[Items from a dataset]
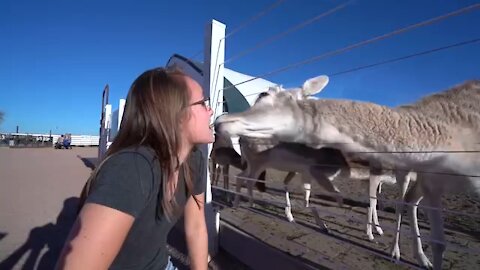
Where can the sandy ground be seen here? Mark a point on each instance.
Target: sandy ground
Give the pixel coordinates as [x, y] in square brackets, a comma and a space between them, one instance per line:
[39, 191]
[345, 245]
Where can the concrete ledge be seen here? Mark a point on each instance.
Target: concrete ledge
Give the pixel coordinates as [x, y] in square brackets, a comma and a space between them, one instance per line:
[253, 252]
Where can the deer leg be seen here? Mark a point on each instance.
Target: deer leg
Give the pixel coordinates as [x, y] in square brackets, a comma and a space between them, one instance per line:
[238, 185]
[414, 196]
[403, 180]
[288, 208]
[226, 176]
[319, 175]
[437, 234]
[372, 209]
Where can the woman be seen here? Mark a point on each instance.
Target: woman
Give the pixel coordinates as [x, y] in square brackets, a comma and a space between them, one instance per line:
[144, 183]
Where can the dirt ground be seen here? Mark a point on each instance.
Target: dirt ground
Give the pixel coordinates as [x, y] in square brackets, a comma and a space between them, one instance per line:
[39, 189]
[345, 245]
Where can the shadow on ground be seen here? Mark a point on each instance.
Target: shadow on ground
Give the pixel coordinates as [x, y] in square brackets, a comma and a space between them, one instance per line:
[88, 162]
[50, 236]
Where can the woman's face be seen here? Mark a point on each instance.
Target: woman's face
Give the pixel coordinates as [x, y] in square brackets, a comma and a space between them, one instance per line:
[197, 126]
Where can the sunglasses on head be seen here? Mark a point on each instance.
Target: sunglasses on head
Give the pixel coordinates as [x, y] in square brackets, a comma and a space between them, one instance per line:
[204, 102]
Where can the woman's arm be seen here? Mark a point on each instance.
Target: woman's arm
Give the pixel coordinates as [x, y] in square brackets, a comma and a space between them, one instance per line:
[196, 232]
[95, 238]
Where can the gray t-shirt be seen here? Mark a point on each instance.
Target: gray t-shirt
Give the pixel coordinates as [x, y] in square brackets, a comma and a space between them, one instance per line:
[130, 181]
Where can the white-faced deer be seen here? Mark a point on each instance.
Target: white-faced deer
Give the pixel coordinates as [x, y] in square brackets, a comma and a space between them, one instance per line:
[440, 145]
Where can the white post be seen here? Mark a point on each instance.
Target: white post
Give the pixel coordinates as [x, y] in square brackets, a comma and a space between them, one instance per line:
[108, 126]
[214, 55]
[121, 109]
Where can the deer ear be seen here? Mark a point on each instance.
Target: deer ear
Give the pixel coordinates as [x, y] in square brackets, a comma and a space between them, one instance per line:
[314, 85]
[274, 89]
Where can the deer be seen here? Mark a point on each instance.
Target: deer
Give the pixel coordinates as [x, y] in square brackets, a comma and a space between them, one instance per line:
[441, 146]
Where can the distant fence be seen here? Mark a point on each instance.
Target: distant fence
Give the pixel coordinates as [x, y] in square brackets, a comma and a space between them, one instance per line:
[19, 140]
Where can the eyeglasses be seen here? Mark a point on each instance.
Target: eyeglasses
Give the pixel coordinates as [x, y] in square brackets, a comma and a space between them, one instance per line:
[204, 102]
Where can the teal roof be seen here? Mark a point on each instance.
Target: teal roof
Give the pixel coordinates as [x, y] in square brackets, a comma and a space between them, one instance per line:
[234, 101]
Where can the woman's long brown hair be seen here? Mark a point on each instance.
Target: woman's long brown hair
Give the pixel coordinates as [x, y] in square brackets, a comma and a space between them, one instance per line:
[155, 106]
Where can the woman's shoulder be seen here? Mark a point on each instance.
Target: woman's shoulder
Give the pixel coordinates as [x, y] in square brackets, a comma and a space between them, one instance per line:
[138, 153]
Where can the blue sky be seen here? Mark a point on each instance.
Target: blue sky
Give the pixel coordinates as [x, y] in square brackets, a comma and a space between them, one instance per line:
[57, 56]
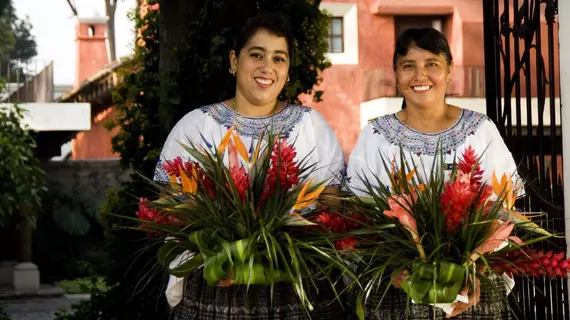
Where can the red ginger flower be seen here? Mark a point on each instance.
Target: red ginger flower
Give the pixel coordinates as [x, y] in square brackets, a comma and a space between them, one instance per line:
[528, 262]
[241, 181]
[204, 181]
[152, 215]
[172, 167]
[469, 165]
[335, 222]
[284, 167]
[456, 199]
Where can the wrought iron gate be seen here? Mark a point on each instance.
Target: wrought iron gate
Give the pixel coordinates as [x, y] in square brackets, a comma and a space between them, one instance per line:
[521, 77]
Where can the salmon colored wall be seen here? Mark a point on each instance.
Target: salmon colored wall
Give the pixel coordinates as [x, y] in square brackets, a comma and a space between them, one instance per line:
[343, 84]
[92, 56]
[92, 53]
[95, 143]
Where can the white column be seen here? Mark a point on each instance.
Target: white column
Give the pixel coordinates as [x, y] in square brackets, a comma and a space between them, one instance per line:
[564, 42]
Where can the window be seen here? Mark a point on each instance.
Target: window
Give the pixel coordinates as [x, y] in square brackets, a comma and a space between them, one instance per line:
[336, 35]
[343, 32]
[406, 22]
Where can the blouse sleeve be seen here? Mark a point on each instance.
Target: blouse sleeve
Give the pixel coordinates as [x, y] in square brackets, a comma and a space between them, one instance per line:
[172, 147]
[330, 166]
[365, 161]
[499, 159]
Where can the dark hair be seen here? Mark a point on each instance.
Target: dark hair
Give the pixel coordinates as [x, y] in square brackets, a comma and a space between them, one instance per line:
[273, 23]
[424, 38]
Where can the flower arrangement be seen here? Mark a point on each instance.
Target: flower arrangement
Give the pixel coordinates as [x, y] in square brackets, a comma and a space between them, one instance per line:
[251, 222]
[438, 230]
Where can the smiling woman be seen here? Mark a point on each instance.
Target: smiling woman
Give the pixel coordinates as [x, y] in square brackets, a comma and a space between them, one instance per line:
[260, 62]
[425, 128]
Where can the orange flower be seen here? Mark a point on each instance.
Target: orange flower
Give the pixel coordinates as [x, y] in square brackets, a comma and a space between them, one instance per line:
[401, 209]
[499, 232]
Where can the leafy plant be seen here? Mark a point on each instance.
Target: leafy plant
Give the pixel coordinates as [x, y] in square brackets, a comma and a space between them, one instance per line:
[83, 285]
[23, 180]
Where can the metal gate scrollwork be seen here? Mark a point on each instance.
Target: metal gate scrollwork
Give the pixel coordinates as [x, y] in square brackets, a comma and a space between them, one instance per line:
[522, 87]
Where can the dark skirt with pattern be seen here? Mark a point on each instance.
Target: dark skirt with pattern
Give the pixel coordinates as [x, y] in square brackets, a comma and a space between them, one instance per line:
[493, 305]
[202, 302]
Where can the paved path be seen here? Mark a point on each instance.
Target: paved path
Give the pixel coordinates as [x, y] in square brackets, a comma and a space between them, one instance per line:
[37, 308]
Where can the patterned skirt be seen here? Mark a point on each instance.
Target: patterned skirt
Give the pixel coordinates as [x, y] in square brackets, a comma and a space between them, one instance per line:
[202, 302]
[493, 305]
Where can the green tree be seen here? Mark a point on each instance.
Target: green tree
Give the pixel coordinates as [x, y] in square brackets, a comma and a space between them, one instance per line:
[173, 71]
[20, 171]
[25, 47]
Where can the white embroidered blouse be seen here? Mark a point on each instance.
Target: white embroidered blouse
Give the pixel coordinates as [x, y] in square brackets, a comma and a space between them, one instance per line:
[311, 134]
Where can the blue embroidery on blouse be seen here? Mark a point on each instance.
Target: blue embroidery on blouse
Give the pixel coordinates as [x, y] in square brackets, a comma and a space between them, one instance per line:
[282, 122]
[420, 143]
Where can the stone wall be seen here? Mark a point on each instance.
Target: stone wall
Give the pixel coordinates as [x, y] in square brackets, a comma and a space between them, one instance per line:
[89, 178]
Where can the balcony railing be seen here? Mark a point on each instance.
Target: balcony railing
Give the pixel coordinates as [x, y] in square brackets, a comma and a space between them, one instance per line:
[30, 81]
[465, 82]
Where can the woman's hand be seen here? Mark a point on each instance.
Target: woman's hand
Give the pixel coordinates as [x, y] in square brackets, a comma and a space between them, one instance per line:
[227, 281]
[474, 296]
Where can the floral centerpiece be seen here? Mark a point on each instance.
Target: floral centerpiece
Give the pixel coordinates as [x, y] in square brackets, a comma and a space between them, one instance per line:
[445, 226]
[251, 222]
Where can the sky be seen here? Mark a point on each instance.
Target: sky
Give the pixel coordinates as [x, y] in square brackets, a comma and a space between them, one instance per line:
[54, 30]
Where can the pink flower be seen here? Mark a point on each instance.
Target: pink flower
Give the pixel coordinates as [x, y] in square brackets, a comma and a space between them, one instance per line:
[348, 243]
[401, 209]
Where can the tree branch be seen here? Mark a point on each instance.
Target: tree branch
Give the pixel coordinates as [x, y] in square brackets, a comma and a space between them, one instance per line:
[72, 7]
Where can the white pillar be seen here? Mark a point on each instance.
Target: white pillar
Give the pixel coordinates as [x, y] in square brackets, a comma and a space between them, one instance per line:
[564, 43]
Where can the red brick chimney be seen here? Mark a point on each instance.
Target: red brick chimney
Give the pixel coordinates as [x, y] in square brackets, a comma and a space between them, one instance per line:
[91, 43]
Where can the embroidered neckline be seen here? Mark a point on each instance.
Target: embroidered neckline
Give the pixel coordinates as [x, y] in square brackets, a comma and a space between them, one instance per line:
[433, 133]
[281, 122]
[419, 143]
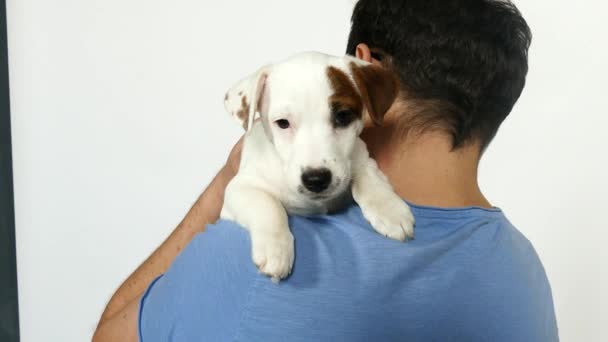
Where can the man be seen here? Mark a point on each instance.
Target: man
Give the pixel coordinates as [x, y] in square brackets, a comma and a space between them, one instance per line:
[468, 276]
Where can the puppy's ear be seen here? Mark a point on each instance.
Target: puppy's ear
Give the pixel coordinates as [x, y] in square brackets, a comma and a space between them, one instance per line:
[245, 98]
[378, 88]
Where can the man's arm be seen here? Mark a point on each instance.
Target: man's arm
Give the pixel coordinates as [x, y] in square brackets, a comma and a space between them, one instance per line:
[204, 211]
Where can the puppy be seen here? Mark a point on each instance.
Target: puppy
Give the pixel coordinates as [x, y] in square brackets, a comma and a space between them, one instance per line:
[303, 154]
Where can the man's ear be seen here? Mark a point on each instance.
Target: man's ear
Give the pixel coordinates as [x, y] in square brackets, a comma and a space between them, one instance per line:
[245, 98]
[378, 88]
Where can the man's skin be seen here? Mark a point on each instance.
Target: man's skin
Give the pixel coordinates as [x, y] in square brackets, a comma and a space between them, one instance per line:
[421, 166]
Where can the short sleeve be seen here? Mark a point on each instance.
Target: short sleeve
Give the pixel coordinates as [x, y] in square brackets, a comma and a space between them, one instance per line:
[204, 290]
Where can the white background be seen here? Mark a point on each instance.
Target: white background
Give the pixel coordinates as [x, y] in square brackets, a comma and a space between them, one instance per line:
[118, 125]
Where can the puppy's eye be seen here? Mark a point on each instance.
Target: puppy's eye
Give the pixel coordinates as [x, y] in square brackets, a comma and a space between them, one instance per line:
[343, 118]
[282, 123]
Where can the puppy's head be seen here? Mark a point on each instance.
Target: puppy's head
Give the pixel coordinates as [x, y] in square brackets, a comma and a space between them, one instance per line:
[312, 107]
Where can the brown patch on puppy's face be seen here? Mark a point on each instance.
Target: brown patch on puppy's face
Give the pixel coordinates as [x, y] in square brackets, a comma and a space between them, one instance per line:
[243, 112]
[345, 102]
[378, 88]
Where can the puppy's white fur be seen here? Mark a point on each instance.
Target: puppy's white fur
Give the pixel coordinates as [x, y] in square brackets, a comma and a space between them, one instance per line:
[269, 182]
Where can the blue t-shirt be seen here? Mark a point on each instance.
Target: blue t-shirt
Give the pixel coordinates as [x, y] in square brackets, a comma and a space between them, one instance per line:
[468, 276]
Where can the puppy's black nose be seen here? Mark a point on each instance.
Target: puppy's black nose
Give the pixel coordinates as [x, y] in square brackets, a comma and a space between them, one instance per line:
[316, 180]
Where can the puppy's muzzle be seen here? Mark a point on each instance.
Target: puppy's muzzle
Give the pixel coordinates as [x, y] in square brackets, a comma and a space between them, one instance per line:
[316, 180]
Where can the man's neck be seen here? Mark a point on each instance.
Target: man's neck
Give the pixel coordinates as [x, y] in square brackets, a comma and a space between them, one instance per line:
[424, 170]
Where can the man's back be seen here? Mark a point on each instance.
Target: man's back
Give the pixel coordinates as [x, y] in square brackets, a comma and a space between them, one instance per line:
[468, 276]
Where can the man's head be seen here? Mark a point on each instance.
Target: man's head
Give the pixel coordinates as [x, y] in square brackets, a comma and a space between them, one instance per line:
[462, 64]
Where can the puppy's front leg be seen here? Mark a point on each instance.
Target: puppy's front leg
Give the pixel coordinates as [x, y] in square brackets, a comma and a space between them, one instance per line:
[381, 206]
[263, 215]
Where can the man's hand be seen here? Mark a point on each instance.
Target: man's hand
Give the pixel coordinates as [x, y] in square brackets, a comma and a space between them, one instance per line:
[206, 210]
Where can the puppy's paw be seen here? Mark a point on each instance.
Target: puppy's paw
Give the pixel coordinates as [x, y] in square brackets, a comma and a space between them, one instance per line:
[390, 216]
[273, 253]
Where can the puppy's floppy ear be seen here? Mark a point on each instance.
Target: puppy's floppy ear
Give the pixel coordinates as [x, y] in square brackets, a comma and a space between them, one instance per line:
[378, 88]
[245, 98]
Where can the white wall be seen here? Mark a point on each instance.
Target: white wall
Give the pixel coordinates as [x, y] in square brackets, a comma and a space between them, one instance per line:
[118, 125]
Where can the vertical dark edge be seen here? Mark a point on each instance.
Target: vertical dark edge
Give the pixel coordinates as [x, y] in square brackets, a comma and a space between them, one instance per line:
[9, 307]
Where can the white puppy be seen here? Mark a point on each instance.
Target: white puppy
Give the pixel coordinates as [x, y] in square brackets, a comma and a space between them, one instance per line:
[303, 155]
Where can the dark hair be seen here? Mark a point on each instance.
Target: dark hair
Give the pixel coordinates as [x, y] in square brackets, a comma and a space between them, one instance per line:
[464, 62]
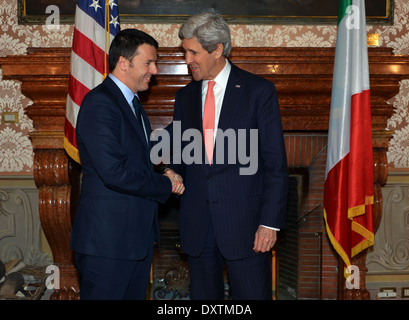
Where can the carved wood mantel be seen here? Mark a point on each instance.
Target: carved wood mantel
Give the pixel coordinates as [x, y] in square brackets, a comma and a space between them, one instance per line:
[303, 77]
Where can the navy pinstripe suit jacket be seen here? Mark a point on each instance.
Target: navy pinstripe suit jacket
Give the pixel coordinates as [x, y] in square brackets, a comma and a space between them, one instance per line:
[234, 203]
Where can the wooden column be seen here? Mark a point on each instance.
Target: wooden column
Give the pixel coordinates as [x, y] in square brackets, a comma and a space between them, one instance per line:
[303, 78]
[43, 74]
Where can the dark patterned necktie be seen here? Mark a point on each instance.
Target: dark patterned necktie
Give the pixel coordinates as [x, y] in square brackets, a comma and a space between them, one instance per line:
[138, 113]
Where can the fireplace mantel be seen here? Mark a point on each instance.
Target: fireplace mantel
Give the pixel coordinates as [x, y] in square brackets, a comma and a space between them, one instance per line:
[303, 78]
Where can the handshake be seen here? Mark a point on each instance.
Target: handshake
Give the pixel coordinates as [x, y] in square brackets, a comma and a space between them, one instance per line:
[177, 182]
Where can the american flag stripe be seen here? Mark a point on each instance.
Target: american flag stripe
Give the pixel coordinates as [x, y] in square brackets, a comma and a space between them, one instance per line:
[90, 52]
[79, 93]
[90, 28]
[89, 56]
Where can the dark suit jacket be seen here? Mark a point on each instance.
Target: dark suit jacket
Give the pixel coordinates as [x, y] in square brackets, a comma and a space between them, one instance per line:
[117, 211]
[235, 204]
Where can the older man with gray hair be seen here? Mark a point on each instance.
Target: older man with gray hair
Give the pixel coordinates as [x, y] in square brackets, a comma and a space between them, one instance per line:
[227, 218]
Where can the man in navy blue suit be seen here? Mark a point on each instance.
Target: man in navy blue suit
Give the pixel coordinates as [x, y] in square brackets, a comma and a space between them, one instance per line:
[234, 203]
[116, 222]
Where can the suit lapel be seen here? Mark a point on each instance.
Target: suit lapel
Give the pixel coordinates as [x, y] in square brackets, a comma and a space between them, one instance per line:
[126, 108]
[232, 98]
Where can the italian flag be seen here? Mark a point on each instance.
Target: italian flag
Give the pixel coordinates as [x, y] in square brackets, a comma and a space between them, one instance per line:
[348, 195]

> Task to complete:
Make an exact copy of every line from the one with "Where can the older" to the end of the data, with the first and last of those lines included.

> In response:
Where can the older man with gray hair be seen here? Mark a point on each instance.
Target: older man with gray hair
Give the pixel coordinates as [x, y] in square brackets, a comma and a space between them, one instance per line:
[227, 218]
Where can the man in navy blue suit be seen here? Mark a point on each instance.
Target: man in navy blue suit
Give the pixel coordinates as [x, y] in square brackets, a comma and a space between them, one instance per line:
[234, 203]
[116, 222]
Where can the suit lapel be seen here? Mark a point on each instance.
Target: suit lapel
Give the pixel coordinates as [x, y] in square brackets, a comma and a space between them, one instance per line:
[126, 108]
[232, 98]
Where can the italian flag be seen here? Mark a point on each instance.
Target: italian flag
Give the pixel coordinates as [x, y] in square brackets, a comma and a space between them, one instance per line:
[348, 195]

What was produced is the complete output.